TEXT TO READ |
(begin)
Terminated with an error exit status 127 #78

Closed Siddra2021 closed 1 year ago

Siddra2021 commented 1 year ago

Describe the bug Testing Phoenix install using the following command

nextflow run ~/phoenix/main.nf -profile test, docker -entry PHOENIX --kraken2db ~/phoenix/assets/databases

Impact

It ends with the following error: Caused by: Process PHOENIX:PHOENIX_EXTERNAL:AMRFINDERPLUS_UPDATE (update) terminated with an error exit status (127) Please see the screenshot

To Reproduce local linux environment

Phoenix version 1.0.0 nextflow run ~/phoenix/main.nf -profile test, docker -entry PHOENIX --kraken2db ~/phoenix/assets/databases Using the files provided with the installation directions

Expected behavior The pipeline should run successfully

Screenshots Attached

jvhagey commented 1 year ago

@Siddra2021 remember to crop your screenshots to not show the user@computer line and block out the full paths. To issues I see with the run command are that you need to remove the space between "test" and "docker" so it needs to be -profile test,docker NOT -profile test, docker. Next make sure you have the trailing / at the end of the --kraken2db argument so it should be --kraken2db ~/phoenix/assets/databases/

Siddra2021 commented 1 year ago

Thank you for your prompt response. Fixed the issues in command line and now have the following error. Please see the screenshot. Screenshot (14)

jvhagey commented 1 year ago

@Siddra2021 unfortunately this is also a memory issue with docker and not the phoenix pipeline itself (google docker exit code 137). My first guess here is that the container is using more memory that is available so it gets killed. By default, Docker containers use the available memory in the host machine. You can prevent a single container from abusing the host resources, by setting memory limits per container. I am not sure how your docker is set up (desktop on PC or CLI?), but you are going to have to work with your IT to get your docker configured to keep the containers from using up all the memory. For kraken you need 10GB of memory and you can point your IT to the file linked to see specific memory requirements for each step.
(end)
DIRECTIONS FOR THIS TASK |
Could you carry the Phoenix pipeline error thread forward, starting after its last sentence?

RECORDS PROVIDED |
(begin)
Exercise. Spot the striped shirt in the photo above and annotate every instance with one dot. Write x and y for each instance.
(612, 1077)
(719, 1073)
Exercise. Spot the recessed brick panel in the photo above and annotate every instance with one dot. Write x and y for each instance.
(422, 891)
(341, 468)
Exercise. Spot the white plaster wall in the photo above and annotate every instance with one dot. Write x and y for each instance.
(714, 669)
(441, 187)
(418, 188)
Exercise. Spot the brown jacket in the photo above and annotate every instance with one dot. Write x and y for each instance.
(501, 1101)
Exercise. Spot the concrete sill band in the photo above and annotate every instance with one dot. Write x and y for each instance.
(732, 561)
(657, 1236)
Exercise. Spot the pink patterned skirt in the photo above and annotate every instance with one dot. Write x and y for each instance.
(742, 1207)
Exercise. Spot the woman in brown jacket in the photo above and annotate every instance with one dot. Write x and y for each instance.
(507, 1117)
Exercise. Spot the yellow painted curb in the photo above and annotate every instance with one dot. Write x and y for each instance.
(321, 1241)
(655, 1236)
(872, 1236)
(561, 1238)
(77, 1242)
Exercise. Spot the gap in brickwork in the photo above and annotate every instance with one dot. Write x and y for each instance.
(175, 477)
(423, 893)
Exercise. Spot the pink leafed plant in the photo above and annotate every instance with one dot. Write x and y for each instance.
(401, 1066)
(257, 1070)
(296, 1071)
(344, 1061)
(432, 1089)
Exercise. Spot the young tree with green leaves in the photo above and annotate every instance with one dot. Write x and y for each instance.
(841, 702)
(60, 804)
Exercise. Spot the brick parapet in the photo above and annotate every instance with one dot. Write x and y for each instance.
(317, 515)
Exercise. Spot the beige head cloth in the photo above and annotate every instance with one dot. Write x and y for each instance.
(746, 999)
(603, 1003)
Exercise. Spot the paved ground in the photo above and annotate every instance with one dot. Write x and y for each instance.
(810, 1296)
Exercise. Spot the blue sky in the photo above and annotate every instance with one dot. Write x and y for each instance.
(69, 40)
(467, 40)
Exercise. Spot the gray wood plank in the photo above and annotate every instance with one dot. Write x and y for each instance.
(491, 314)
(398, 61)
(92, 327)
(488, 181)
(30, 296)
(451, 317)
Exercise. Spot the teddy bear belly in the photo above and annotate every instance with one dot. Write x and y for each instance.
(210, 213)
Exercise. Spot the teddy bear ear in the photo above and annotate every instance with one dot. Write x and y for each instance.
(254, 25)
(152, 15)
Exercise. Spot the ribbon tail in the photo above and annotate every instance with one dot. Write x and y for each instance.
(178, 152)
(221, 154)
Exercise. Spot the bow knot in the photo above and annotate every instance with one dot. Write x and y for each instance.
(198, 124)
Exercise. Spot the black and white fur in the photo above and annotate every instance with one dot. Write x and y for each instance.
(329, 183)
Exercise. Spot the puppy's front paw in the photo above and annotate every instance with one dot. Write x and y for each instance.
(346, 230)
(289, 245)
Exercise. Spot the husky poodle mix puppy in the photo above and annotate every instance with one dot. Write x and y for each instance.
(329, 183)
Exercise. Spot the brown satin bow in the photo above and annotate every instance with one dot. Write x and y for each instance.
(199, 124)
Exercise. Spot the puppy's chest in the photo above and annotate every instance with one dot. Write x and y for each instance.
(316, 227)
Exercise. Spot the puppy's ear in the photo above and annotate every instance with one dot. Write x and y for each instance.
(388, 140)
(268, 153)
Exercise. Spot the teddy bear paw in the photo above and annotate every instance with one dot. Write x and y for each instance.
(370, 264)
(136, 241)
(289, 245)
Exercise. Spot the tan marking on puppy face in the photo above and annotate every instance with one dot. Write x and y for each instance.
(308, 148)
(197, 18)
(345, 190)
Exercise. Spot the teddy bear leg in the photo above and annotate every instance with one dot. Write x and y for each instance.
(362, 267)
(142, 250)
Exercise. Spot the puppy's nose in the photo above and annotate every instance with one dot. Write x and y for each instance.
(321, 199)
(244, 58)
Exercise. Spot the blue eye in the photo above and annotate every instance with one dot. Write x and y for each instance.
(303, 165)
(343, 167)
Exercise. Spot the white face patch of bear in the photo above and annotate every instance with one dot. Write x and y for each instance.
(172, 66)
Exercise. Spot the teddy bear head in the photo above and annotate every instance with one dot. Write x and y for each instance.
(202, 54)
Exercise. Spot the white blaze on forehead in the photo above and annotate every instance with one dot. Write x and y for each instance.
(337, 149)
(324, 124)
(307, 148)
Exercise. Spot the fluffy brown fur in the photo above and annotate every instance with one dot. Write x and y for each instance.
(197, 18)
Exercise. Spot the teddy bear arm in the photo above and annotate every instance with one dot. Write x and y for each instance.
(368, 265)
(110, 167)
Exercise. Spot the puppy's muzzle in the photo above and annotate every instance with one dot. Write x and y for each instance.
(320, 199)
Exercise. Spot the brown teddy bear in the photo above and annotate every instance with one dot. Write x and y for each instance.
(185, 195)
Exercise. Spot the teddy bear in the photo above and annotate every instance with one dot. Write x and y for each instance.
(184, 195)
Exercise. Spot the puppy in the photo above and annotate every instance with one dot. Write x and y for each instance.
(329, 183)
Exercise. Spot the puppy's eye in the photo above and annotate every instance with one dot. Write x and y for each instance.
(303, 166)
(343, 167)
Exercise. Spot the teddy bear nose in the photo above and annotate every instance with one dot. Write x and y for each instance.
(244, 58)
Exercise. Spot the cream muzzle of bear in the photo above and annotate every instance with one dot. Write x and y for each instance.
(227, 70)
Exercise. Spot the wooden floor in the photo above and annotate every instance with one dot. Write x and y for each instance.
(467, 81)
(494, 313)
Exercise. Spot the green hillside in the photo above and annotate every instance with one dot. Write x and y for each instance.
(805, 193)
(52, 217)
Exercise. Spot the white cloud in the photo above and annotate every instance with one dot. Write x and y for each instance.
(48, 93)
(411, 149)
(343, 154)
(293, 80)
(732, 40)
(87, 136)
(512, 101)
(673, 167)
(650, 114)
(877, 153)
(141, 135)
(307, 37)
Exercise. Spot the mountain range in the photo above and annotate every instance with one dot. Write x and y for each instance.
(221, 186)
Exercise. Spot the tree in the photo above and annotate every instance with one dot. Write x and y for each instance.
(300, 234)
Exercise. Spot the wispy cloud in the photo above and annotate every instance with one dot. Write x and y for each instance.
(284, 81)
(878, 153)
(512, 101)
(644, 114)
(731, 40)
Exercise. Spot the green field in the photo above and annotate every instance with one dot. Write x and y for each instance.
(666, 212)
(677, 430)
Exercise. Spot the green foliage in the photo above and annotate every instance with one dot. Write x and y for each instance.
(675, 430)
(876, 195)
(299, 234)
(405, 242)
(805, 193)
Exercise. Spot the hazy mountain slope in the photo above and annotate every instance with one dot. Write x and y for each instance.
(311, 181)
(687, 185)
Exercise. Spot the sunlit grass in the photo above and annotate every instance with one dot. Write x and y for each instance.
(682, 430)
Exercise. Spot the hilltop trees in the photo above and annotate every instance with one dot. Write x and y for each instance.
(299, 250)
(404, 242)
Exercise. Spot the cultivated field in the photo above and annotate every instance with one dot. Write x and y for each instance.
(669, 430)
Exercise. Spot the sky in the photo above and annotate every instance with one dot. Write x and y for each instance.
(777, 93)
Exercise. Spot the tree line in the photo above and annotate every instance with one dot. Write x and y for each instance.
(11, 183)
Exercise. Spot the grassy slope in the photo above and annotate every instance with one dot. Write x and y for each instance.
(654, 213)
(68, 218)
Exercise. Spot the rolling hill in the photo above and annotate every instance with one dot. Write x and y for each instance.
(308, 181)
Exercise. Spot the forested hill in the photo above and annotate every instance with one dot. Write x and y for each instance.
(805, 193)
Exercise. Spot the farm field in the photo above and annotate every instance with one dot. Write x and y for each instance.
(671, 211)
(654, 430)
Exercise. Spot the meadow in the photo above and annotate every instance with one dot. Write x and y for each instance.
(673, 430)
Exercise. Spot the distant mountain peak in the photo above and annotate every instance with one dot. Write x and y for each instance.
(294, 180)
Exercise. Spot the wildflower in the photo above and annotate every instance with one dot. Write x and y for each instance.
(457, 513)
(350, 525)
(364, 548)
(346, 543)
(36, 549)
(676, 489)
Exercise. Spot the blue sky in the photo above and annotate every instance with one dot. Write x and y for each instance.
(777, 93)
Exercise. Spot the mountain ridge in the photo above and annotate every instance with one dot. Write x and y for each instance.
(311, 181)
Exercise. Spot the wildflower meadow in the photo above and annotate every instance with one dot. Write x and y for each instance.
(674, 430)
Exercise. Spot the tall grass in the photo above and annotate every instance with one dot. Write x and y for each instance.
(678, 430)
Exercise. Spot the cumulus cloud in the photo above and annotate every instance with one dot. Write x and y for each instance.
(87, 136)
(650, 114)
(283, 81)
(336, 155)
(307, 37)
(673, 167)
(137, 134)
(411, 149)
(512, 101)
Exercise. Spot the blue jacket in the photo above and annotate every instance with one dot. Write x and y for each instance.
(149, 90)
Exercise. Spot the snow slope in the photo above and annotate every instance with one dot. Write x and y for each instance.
(end)
OUTPUT OF THE EXERCISE |
Siddra2021 commented 1 year ago

Thanks for the feedback. I am using docker desktop and have allocated 15 GB to docker. Any advice on limiting the containers to use all the memory?

Siddra2021 commented 1 year ago

I have 24 GB total memory and allocated 15 GB, swap 6 and put the container limit to 1G. Now it is terminating with the error. I do not think it is permission issue as I am able to see some of the folders created after this application is terminated. Can you please advise. Thanks. Screenshot (15)

Siddra2021 commented 1 year ago

This seems to be a memory issue but I have more than 6GB allocated for docker. Any suggestion/feedback on this?

jvhagey commented 1 year ago

@Siddra2021, the kraken db itself is ~8GB which is why I suggested that step be given at least 10GB. My other concern here is that PROKKA will take ~40GB to run so I am a bit worried that you might fix kraken and then run into more memory problems with PROKKA. Is this being run on a laptop?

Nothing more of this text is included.